--- Start of Provided passage ---

# Rocky fork lake open bass tournament



## steveg11943 (Jun 27, 2008)

We are having a bass tournament at rocky fork lake saturday evening 6/6/09-4pm-9pm north shore ramp.cost $30.00 per boat /optional $5.00 big fish pot per boat. Rules are simple -no short fish--only one dead fish can be weighted in per team and there is an 8 ounce penility .dead fish will not be eligible for big fish pot/.no live bait/ 100% pay back-first and second and third places money based on number of boats.1-5 boats first place only/6-10 first & second place/11-20 boats first,second,third place contact person -steve greene 513-896-4709/cell 513 320 5349


----------



## bass (Apr 14, 2004)

Hey Steve I will be there. You doing a Cowan tournament this year ?


----------



## steveg11943 (Jun 27, 2008)

Hey Bass glad to see you can make it .Yes we are going to have a tournament at Cowan Lake ,just don't know the date yet most likely in a couple weeks.


----------



## Lunkers (Mar 8, 2007)

Sweet! Ill try to make it. I might be up north at Grand or Indian for a weekend trip,but if I am around home, I will shoot down there.


----------



## steveg11943 (Jun 27, 2008)

Hope you can make it,Lunkers


----------



## Lunkers (Mar 8, 2007)

Northshore is by the two baitshops. Correct? 



looking like I should make it


----------



## steveg11943 (Jun 27, 2008)

Northshore drive about mid way of the lake,there is a marina, i beleive there are some bait shops there,


----------

--- End of Provided passage ---

Your instructions ::
In the tournament thread, explain why Lunkers was unsure about attending the Rocky Fork Lake tournament when first replying.

--- Start of Record extracts ---

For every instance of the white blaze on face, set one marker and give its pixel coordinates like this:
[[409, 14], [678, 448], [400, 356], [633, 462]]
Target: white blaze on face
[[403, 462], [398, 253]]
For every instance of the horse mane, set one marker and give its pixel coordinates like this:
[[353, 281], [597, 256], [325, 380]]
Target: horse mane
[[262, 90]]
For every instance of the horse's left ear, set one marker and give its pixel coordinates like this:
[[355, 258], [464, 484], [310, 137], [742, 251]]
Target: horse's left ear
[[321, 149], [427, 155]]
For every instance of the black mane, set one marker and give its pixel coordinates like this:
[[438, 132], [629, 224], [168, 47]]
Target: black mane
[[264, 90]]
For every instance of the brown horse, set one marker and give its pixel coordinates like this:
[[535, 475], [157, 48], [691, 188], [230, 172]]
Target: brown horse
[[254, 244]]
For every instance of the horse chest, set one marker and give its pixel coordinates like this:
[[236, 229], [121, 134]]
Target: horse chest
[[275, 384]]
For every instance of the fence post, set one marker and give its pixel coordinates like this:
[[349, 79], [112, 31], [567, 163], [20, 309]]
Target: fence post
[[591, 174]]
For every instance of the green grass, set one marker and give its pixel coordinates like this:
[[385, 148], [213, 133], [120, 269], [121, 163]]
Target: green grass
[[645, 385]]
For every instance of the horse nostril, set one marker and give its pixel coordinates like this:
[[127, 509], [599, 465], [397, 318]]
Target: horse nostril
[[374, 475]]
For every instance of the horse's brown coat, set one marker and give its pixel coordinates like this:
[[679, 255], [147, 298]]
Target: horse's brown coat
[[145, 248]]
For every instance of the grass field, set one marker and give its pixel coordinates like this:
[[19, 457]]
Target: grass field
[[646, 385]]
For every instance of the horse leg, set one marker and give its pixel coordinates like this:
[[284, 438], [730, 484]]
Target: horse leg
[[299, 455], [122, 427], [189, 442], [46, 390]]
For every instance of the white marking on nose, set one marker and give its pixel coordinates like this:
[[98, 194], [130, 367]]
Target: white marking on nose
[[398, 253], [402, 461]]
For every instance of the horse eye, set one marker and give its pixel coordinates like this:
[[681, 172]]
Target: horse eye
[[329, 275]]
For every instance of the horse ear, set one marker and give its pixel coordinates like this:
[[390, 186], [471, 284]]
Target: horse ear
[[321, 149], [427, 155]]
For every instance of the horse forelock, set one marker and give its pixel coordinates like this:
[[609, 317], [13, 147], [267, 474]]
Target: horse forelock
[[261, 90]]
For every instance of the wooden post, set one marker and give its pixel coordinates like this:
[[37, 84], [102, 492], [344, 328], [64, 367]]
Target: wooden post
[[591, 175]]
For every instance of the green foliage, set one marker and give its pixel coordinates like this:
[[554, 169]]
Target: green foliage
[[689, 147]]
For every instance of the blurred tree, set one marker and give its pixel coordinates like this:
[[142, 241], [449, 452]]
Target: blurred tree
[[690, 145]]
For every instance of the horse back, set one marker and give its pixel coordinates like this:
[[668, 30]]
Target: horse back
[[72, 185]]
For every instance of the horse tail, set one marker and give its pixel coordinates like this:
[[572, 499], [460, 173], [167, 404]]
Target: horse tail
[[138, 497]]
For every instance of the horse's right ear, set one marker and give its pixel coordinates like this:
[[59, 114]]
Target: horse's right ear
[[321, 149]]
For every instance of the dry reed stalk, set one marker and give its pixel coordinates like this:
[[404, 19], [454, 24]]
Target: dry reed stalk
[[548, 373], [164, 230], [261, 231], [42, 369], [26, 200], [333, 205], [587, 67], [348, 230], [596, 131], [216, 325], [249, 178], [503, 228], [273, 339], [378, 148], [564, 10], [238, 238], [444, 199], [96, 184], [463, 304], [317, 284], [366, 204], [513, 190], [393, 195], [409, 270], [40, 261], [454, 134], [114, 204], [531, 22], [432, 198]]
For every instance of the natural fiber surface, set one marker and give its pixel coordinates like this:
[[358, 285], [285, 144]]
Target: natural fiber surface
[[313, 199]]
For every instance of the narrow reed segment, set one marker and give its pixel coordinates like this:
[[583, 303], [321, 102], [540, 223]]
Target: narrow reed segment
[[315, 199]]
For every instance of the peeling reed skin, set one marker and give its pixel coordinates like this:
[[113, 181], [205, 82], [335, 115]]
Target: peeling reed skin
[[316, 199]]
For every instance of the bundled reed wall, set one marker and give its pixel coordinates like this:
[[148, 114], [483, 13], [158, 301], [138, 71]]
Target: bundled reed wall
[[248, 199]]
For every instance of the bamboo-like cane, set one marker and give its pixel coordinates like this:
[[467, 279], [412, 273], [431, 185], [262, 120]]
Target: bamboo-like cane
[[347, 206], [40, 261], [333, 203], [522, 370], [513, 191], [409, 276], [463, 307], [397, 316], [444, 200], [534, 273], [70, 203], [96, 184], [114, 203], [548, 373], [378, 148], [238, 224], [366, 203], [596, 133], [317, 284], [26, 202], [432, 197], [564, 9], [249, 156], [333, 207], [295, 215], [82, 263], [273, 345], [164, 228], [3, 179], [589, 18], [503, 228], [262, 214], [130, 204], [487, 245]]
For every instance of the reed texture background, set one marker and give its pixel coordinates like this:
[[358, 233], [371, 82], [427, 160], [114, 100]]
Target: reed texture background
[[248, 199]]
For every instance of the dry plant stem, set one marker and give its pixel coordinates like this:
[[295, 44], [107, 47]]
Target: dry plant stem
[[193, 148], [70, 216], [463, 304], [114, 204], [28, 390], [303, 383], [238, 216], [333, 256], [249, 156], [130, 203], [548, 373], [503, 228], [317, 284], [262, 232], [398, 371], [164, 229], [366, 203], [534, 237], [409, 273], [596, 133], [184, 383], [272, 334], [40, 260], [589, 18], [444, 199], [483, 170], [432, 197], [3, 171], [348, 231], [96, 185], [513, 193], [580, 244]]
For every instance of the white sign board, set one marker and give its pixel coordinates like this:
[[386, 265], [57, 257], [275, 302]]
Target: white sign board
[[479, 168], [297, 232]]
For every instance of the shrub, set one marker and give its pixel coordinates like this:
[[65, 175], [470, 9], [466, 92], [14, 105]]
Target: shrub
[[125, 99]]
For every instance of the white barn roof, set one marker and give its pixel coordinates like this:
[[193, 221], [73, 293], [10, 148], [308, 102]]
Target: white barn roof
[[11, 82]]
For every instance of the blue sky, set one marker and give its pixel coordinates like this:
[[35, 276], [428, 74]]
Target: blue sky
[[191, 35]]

--- End of Record extracts ---

Result below ::
Lunkers might be up north at Grand or Indian for a weekend trip. If Lunkers was around home instead, the plan was to come down for the tournament.